:: Given passage ::
========================================
We want to measure how well our line predicts $y$ for any given $x$ value $\implies$ vertical distance from regression line

Example: Advertising Effects

Independent variable: $ put into advertisements; Dependent variable: Sales
Goal 1: Predict sales for a given allocation
Goal 2: Infer best allocation for a given advertising budget (more simply: a new $1K appears! Where should we invest it?)

Code

library(tidyverse)
ad_df <- read_csv("assets/Advertising.csv") |> rename(id=`...1`)
long_df <- ad_df |> pivot_longer(-c(id, sales), names_to="medium", values_to="allocation")
long_df |> ggplot(aes(x=allocation, y=sales)) +
  geom_point() +
  facet_wrap(vars(medium), scales="free_x") +
  geom_smooth(method='lm', formula="y ~ x") +
  theme_dsan() +
  labs(
    x = "Allocation ($1K)",
    y = "Sales (1K Units)"
  )

Simple Linear Regression

For now, we treat Newspaper, Radio, TV advertising separately: how much do sales increase per $1 into [medium]? (Later we’ll consider them jointly: multiple regression)
========================================
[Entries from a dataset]
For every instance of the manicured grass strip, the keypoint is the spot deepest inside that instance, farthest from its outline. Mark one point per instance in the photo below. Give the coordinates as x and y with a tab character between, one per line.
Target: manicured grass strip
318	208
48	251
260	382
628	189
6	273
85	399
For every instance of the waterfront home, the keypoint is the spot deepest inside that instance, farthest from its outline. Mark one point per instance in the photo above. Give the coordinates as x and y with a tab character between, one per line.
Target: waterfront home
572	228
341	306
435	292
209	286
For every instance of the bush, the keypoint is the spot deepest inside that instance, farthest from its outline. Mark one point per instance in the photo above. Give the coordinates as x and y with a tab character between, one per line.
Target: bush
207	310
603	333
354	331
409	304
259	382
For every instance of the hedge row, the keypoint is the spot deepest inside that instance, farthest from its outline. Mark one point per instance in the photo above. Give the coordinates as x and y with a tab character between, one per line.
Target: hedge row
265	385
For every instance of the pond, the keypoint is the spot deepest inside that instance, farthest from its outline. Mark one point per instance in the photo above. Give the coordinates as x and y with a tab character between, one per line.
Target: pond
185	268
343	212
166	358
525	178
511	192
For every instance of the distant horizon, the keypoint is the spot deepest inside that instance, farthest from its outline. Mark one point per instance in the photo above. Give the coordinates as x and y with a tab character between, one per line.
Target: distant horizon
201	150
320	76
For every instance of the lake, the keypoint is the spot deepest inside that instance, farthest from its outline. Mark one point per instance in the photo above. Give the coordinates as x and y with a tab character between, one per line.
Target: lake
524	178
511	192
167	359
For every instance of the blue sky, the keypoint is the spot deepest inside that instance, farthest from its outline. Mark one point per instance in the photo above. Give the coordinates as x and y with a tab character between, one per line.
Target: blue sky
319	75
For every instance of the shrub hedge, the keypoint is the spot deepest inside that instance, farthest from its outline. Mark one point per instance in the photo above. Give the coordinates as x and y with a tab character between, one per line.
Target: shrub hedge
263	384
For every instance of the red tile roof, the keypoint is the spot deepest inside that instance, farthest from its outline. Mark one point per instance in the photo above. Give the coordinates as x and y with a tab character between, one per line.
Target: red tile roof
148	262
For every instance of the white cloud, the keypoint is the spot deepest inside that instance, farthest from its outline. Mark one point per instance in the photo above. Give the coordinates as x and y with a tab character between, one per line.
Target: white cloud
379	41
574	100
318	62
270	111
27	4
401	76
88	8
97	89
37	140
========================================
:: The tasks ::
1/ In the passage on advertising and linear regression, what serves as the dependent variable in the advertising example?
2/ Carry on the passage on advertising and linear regression from the point where it stops.

:: Expected outputs ::
1/ Sales

2/
Our model:

\[ Y = \underbrace{\param{\beta_0}}_{\mathclap{\text{Intercept}}} + \underbrace{\param{\beta_1}}_{\mathclap{\text{Slope}}}X + \varepsilon \]

…Generates predictions via:

\[ \widehat{y} = \underbrace{\widehat{\beta}_0}_{\mathclap{\small\begin{array}{c}\text{Estimated} \\[-5mm] \text{intercept}\end{array}}} ~+~ \underbrace{\widehat{\beta}_1}_{\mathclap{\small\begin{array}{c}\text{Estimated} \\[-4mm] \text{slope}\end{array}}}\cdot x \]

Note how these predictions will be wrong (unless the data is perfectly linear)
We’ve accounted for this in our model (by including $\varepsilon$ term)!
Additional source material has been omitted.